(Items contained in a dataset)
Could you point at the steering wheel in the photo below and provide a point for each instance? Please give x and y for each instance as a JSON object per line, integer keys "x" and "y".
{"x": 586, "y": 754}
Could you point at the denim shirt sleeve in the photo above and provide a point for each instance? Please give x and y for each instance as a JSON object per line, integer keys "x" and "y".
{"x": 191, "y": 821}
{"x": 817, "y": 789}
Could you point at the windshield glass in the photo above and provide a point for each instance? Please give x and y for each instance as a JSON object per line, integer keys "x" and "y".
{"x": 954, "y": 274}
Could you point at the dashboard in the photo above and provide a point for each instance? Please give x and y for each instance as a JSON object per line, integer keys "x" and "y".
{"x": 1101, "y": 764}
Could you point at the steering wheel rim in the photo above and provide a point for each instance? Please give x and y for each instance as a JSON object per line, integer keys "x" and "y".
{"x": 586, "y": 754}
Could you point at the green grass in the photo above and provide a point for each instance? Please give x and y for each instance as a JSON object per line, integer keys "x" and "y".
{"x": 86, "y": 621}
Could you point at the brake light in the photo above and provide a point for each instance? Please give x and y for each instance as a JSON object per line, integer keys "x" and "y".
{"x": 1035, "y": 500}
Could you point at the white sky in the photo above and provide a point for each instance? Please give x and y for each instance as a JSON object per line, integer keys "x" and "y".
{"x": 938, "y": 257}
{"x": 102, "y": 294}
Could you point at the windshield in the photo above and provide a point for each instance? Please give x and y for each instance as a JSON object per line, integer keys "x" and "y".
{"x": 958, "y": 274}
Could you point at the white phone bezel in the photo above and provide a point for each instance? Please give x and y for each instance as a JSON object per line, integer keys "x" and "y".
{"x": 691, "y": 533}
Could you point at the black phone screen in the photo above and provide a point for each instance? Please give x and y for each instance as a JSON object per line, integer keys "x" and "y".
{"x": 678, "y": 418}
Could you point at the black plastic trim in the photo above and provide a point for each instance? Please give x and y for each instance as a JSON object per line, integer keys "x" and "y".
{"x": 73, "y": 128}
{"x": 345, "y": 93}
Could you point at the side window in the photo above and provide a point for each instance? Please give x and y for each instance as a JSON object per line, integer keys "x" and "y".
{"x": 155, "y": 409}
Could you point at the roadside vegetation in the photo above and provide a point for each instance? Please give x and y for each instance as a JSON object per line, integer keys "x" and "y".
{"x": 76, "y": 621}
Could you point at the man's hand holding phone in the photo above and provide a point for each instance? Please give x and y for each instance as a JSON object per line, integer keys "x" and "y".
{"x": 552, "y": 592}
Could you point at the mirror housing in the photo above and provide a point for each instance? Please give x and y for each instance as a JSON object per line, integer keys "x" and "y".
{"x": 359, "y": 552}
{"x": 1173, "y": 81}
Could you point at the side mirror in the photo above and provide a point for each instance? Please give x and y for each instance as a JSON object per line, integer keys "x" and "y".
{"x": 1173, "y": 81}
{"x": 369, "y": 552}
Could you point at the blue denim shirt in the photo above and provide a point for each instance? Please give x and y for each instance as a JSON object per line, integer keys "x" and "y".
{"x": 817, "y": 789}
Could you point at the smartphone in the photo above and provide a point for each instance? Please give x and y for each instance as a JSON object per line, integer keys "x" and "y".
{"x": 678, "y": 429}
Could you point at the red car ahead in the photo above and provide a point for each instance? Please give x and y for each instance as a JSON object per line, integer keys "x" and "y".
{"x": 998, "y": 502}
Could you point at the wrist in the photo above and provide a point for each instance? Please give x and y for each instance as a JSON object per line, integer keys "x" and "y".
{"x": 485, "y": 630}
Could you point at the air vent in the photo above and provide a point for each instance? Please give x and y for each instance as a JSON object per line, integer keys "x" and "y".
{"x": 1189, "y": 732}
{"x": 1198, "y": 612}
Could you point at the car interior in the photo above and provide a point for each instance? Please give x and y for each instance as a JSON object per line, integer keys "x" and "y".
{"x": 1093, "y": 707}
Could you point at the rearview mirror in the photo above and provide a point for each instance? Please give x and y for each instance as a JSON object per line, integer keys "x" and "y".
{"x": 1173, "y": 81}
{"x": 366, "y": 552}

> **AIM**
Please copy every item above line for line, without altering a single character.

> **SOLUTION TO THIS TASK**
Could you point at the steering wheel in the photo below and provide a point for each instance? Please give x and y for each instance as a JSON object per line, integer keys "x" and "y".
{"x": 586, "y": 754}
Could you point at the denim shirt sleeve in the photo above and provide a point for each instance? Please give x and y for each instance as a JSON object per line, integer keys "x" and "y".
{"x": 191, "y": 821}
{"x": 817, "y": 789}
Could you point at the windshield glass in the photo above and provide a point for each instance? Please give x and y for each instance as a JSON object per line, integer keys "x" and "y".
{"x": 954, "y": 274}
Could you point at the dashboard in the photo above and provide a point for each instance? Please give x and y for each instance as a JSON object per line, integer keys "x" and "y".
{"x": 1101, "y": 764}
Could you point at the steering wheel rim in the photo above and provide a point for each instance? Please give x and y for each instance as a JSON object per line, integer keys "x" and "y".
{"x": 586, "y": 754}
Could you point at the green grass in the photo above and provide a point for each instance? Please give x and y for each instance as a JSON object per line, integer keys "x" and "y".
{"x": 86, "y": 621}
Could you point at the brake light in the photo above and provide a point for each instance? Please give x and y for each instance as a JSON object per line, integer keys "x" and "y".
{"x": 1035, "y": 500}
Could you point at the white sky in the photo above and provide a point for each instance? Please give x and y for each instance as a JSON object per line, integer keys "x" and "y".
{"x": 938, "y": 257}
{"x": 102, "y": 294}
Could you point at the windshield in the photo above and provide a point for each instance? Please give x and y for each instance as a JSON object per line, integer keys "x" and "y".
{"x": 958, "y": 274}
Could you point at the white phone bezel in the photo above and provide a point for each instance? Please give x and y for each instance as a JSON object per line, integer keys "x" and "y".
{"x": 691, "y": 533}
Could you point at the black phone screen in the photo above and provide a point for each instance? Please give x and y for each instance as a JSON object per line, integer keys "x" and "y".
{"x": 678, "y": 418}
Could you point at the black plastic trim in the photo above and provide a point for each instance? Please give x and y for each instance as a JSON object per line, integer keys "x" and "y".
{"x": 73, "y": 128}
{"x": 345, "y": 93}
Could you point at the side window in the photo above and provide a point for each instance? Please give x and y for each instance as a JSON object per line, integer keys "x" and "y".
{"x": 155, "y": 409}
Could you point at the roadside vegetation in the photo above and provide a point for each instance? Please give x and y for each instance as a JSON object per line, integer keys "x" and "y".
{"x": 76, "y": 621}
Could you point at the man's hand holding phone in the photo above and provide a point for each instance? Please give x and y for each instance as a JSON object per line, integer keys "x" and "y".
{"x": 552, "y": 592}
Could you point at the mirror housing in the photo above and provide a point for each instance? Please give x and y for each instance as a JSON object per line, integer keys "x" and "y".
{"x": 359, "y": 552}
{"x": 1173, "y": 81}
Could you point at the side mirror in the photo above and provide a point for each instance? Please give x and y for each instance as a JSON object per line, integer keys "x" and "y".
{"x": 1173, "y": 81}
{"x": 369, "y": 552}
Could you point at the blue denim shirt in the photo above and provide a point for each instance? Please give x and y for each instance as a JSON object per line, integer keys "x" and "y".
{"x": 817, "y": 789}
Could you point at the smartphone in the photo above and provide a point for each instance? Please give x and y for each instance as a JSON object per line, integer keys "x" and "y".
{"x": 678, "y": 429}
Could you point at the red car ahead in the photo above and provide a point for each instance? Please give x and y for each instance as a JSON object per line, integer keys "x" and "y".
{"x": 998, "y": 502}
Could you point at the wrist in the photo above and provide a point for each instance? Please give x and y for each instance as a JSON object per line, integer keys "x" and "y".
{"x": 485, "y": 630}
Could you point at the air vent in the photo above and provide a point for each instance? Please give x and y for each instance as a JSON object per line, integer keys "x" and "y".
{"x": 1189, "y": 732}
{"x": 1198, "y": 612}
Could you point at the car interior in the photo above and provide a point for each instance? Please give x and y for each instance as a JSON object per line, integer keys "x" and "y".
{"x": 1093, "y": 707}
Could you point at the rearview mirror in the photo above and provide a point for each instance? Please give x and y for each instance as a JSON object per line, integer keys "x" and "y".
{"x": 1173, "y": 81}
{"x": 366, "y": 552}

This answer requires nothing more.